### Page extract
Remember that the IRS is working as quickly as it can to clear this backlog.

Common Tax Mistakes When Selling a Home

With home sales booming throughout much of the country, you may decide that now’s the right time to put your abode on the market. If you do put your primary residence up for sale, try to steer clear of the following mistakes.

  • Not qualifying for the home sale exclusion. If you’ve owned and used your home as your principal residence at least two out of the last five years, you can exclude from your taxable income the first $250,000 of gain if you’re single and $500,000 if you’re married.
    What you can do: Consider a delay of selling your home until you meet the 2-out-of-5-year threshold. If you can’t qualify for a full exclusion, you may qualify for a partial exclusion if your sale results from an employment change, a need for medical care or other IRS-approved circumstances.
  • Forgetting to deduct points. If you have points from your current mortgage that you haven’t deducted on a previous tax return, include the balance of these points on your next tax return. Too many taxpayers forget to do this and lose thousands in deductions.
    What you can do: Review your loan documents before selling your property. Identify all costs, including points, that are included in the loan. Save the document with your tax records to ensure the deduction is not forgotten.
  • Not double-checking your settlement statement. Closely review the closing statement. It is easy to assume all the numbers are correct and the math is done right. Often this is not the case! And a mistake here could be costly.

### Exercise description
Continue the text on tax mistakes when selling a home, picking up after its last sentence.

### Dataset extract
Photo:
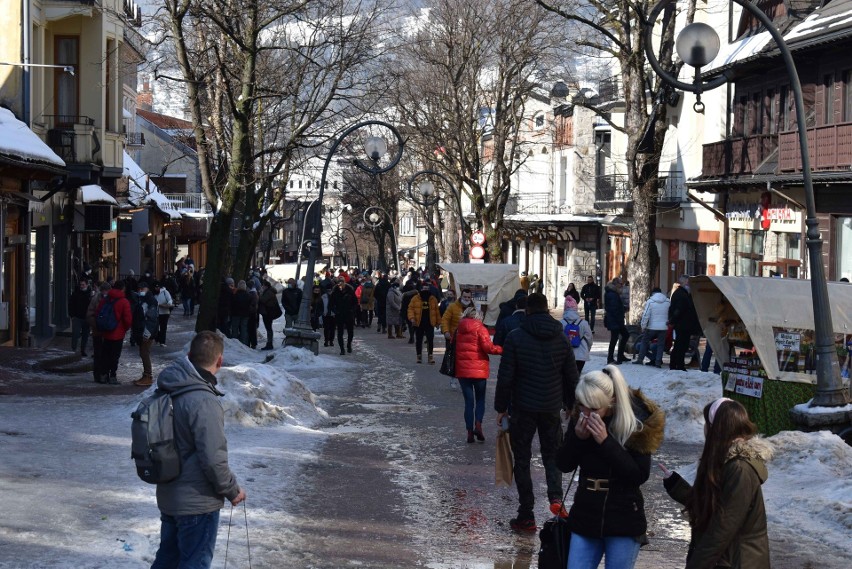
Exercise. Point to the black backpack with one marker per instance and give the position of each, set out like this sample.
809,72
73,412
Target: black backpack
152,437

### Answer
    What you can do: Review the closing document multiple times. Have your Realtor and closing agent explain items you don’t understand. Pay special attention to property taxes. The property tax bill will be allocated between the seller and the buyer. Only pay the share of the bill that covers the time period when you’re the owner.

Selling a home is full of tax implications. Since selling a home is not an everyday occurrence, it is easy to make a mistake. So, if you need help with these or any other tax questions surrounding the sale of your house, contact your financial advisor…before you sell!

4 Ways to Make Sure Your Tax Return Doesn’t Get Stuck

Here are four ways to make sure the preparation of your tax return keeps humming along until it gets filed.

  1. Keep tax documents in one place. Missing items are one of the biggest reasons filing a tax return gets delayed! Find a place in your home and put all tax documents in this one place as you receive them. Common missing items this year will include the new 1099-NEC for any taxpayers that are contractors, consultants or part of the gig economy.
  2. Organize documents by type. Every tax professional has a story of someone bringing their documents to them in a shoebox or storage container. All this does is increase the amount of time it takes to prepare your return, so it’s best to sort your documents in tax return order. Pull out last year’s tax return and create folders for each section including income, business/rental information, adjustments to income, itemized deductions, tax credit information and a not-sure bucket.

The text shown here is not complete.